◆ WORK ORDER ◆
Among the lines below, copy each one in which "ceiling" appears.

Data extracted from a collection
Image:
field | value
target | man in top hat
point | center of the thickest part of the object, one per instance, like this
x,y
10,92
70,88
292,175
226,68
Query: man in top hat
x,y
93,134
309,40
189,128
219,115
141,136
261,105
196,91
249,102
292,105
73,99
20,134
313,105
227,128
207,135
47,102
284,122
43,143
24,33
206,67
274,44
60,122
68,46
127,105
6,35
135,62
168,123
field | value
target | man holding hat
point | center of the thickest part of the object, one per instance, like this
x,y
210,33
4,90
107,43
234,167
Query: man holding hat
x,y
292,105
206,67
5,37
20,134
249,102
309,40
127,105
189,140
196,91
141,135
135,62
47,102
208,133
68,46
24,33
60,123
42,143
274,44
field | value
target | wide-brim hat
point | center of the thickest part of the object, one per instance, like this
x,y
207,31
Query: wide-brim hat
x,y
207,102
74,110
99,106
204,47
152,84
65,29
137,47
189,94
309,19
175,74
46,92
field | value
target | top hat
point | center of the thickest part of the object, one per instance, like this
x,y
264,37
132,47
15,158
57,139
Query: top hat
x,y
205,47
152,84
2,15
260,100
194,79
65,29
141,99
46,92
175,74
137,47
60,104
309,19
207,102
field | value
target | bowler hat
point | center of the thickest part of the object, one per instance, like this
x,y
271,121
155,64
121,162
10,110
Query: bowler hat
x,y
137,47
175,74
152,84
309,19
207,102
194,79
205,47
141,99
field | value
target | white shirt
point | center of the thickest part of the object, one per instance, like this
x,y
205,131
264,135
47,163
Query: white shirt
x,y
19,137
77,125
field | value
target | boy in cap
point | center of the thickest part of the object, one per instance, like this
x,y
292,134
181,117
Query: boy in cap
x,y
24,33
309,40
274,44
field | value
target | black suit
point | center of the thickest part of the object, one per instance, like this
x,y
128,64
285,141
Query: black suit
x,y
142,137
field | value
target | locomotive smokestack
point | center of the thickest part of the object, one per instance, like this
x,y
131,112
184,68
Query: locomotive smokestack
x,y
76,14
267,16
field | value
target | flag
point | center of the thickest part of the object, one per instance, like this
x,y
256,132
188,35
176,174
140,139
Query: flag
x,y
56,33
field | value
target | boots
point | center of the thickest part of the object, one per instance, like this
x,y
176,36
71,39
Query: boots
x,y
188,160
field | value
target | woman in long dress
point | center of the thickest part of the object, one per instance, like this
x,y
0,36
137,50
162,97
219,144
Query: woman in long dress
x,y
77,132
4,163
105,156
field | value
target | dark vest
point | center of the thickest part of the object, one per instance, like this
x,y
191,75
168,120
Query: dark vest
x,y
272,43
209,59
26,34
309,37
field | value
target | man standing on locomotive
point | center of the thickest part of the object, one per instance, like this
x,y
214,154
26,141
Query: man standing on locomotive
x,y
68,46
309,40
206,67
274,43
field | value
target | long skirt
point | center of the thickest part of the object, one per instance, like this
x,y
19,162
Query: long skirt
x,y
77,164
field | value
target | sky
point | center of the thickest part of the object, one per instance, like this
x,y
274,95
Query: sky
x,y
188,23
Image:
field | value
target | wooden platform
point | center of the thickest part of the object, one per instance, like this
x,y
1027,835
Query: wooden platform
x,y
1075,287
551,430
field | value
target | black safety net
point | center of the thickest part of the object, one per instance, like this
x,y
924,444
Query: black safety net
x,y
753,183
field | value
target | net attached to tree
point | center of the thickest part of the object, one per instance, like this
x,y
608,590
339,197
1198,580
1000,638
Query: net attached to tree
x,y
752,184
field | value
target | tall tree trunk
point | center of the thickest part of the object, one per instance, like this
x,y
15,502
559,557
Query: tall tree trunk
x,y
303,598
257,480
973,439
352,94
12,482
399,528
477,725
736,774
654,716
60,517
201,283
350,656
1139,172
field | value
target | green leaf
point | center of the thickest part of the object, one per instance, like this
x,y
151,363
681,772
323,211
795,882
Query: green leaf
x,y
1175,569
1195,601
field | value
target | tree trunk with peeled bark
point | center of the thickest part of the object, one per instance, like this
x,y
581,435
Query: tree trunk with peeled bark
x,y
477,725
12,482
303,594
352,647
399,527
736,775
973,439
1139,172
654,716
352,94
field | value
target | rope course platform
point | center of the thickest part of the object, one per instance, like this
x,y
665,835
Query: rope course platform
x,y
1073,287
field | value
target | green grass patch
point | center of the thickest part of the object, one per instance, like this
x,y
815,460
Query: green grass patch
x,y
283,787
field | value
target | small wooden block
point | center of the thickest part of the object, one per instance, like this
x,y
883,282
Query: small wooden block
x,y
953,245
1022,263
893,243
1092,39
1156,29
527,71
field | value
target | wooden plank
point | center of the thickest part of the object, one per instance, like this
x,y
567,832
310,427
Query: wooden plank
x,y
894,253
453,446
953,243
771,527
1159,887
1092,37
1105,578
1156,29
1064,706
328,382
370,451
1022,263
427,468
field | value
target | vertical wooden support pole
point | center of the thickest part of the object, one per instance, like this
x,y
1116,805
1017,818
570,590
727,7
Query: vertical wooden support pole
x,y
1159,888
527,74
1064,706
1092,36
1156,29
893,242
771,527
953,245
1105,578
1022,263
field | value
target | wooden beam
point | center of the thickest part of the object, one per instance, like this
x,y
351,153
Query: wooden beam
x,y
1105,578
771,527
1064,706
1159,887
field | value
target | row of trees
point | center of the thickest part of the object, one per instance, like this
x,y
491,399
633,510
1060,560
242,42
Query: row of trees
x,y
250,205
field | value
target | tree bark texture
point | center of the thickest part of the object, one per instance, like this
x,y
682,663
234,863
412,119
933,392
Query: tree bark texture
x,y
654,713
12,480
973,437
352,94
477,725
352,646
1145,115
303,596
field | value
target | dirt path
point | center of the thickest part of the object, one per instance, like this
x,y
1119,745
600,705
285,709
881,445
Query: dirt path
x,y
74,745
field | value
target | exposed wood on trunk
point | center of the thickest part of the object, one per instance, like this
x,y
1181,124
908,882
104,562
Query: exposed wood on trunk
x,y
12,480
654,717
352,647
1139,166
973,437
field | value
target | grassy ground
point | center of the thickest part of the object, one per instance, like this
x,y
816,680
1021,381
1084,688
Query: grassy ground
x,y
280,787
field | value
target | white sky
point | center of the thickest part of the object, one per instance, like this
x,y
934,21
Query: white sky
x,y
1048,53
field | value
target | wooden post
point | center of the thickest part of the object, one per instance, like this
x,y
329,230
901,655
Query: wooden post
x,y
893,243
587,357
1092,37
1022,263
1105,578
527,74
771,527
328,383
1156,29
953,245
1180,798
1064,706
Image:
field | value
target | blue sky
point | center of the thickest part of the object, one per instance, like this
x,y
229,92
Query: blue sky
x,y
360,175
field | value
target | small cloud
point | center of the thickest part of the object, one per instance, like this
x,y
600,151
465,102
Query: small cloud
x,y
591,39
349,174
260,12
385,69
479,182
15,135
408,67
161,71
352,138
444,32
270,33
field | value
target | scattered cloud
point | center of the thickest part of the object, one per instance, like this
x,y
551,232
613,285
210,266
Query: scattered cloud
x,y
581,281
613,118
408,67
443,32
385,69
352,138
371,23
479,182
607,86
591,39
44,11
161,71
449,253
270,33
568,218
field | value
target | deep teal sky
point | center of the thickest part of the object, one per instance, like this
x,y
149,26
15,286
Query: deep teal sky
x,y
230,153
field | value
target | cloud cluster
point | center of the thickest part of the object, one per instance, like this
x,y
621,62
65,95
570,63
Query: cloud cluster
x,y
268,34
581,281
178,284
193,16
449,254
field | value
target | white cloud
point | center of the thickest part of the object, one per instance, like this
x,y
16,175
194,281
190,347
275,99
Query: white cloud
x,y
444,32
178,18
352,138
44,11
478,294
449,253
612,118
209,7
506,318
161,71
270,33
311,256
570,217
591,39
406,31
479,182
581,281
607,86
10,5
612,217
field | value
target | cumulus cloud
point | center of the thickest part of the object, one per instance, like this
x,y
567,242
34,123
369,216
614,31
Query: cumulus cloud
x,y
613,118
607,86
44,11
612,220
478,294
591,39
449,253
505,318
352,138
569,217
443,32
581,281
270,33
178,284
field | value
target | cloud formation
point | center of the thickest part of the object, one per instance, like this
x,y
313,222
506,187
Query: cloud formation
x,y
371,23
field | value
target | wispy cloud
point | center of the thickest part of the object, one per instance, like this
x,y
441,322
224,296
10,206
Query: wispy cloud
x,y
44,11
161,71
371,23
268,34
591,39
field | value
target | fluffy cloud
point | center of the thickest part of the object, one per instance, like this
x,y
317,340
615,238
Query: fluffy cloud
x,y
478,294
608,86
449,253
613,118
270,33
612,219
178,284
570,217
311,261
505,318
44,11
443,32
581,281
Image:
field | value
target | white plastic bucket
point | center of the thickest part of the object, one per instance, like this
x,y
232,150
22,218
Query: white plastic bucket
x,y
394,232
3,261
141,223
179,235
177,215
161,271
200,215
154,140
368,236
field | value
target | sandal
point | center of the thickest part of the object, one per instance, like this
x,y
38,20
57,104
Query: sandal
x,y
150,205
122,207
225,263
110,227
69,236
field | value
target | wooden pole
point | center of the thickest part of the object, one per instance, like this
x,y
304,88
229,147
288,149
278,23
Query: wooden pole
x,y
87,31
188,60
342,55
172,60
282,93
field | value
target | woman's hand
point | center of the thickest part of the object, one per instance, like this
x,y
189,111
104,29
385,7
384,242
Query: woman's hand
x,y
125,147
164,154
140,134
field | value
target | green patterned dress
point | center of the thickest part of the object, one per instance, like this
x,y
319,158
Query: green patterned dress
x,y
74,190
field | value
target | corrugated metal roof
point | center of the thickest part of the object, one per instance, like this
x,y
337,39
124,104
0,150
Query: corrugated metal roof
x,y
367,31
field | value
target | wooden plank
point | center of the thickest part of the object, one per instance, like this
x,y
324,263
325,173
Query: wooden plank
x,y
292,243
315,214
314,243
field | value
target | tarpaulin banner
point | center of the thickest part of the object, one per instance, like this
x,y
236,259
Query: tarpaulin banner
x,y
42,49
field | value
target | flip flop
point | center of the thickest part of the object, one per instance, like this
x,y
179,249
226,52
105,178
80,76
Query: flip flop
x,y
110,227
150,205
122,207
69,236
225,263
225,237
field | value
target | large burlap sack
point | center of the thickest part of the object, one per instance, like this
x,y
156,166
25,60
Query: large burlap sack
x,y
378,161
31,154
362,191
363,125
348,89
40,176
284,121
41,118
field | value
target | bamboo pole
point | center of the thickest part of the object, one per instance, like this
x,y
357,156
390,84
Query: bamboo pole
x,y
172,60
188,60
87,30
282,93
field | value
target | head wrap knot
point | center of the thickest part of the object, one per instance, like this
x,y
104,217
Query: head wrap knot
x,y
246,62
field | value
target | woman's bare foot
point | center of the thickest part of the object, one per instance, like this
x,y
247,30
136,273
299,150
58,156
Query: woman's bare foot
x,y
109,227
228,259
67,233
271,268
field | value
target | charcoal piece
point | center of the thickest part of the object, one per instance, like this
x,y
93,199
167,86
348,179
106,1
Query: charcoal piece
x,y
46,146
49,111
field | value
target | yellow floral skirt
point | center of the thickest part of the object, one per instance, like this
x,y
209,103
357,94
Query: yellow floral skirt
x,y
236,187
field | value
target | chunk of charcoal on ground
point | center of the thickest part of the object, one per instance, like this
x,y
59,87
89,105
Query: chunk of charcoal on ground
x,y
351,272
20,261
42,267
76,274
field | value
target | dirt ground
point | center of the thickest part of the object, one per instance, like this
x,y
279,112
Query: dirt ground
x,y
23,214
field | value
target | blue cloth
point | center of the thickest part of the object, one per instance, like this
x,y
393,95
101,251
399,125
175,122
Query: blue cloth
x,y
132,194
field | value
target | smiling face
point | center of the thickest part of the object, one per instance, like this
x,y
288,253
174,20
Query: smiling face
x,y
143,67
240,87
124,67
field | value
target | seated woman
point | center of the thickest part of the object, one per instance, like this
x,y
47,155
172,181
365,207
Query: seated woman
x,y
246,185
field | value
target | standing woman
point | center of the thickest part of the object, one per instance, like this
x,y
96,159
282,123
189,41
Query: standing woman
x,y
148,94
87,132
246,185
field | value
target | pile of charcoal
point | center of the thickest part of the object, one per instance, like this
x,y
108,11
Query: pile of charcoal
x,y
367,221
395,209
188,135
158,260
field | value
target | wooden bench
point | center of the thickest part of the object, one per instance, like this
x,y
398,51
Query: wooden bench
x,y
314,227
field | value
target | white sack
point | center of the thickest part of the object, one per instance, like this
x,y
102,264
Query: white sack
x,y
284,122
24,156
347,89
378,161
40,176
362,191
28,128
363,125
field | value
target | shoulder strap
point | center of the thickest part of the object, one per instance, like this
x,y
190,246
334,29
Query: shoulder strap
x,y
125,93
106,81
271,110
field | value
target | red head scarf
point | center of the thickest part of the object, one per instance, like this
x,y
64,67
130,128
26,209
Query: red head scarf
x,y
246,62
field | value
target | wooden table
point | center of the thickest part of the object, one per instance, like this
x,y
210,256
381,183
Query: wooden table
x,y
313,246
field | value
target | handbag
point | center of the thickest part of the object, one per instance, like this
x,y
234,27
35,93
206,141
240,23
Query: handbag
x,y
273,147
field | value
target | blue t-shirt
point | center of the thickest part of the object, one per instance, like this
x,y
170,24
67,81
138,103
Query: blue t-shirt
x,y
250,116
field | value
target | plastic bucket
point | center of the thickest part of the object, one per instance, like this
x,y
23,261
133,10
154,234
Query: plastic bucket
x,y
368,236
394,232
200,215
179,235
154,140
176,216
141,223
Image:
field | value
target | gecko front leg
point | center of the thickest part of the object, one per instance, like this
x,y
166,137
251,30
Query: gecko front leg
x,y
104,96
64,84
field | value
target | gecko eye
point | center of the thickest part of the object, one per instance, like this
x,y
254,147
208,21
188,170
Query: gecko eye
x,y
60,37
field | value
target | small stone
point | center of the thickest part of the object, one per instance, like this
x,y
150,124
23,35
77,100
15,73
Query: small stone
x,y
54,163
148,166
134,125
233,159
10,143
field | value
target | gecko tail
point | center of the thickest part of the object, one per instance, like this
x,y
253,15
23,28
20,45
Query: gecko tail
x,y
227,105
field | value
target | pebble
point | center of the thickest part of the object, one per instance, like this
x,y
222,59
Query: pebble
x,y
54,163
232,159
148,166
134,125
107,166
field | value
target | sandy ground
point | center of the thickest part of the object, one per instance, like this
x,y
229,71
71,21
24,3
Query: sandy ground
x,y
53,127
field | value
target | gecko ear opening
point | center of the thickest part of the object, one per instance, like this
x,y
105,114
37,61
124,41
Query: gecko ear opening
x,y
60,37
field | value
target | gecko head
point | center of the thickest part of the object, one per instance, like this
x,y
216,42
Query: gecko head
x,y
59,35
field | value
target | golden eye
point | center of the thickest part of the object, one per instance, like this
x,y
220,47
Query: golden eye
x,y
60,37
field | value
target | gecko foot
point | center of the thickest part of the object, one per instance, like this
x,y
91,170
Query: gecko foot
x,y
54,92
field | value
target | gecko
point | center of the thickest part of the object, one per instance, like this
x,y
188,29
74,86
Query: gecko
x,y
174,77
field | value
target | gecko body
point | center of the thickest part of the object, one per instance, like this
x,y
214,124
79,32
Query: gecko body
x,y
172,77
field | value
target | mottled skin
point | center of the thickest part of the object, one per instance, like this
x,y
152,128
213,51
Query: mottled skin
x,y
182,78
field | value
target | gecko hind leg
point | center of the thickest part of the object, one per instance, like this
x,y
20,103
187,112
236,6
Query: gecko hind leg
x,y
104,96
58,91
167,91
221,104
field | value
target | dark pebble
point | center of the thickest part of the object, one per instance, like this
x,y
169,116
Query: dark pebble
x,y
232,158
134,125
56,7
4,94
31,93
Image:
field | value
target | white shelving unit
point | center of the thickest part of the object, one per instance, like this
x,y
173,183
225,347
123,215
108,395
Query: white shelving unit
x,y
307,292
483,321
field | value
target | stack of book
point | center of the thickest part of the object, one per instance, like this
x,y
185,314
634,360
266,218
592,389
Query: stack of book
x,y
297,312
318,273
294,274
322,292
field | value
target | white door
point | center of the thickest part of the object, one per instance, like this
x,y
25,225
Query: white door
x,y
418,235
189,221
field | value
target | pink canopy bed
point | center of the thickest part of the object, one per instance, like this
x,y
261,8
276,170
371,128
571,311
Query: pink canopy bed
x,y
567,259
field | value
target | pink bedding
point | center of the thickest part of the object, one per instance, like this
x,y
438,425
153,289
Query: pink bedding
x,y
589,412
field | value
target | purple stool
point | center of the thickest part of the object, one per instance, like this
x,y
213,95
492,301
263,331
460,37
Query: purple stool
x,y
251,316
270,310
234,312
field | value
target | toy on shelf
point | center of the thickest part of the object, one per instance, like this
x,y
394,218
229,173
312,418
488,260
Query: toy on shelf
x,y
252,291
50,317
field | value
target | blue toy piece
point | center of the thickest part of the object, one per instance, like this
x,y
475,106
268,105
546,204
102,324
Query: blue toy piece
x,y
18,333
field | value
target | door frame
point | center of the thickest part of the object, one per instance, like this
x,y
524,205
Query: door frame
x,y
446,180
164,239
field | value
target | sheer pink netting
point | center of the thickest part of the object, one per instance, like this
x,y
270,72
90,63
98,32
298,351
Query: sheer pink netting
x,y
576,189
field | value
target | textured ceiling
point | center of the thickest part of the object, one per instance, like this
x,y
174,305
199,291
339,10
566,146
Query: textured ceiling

◆ EXERCISE SOLUTION ◆
target | textured ceiling
Query: textured ceiling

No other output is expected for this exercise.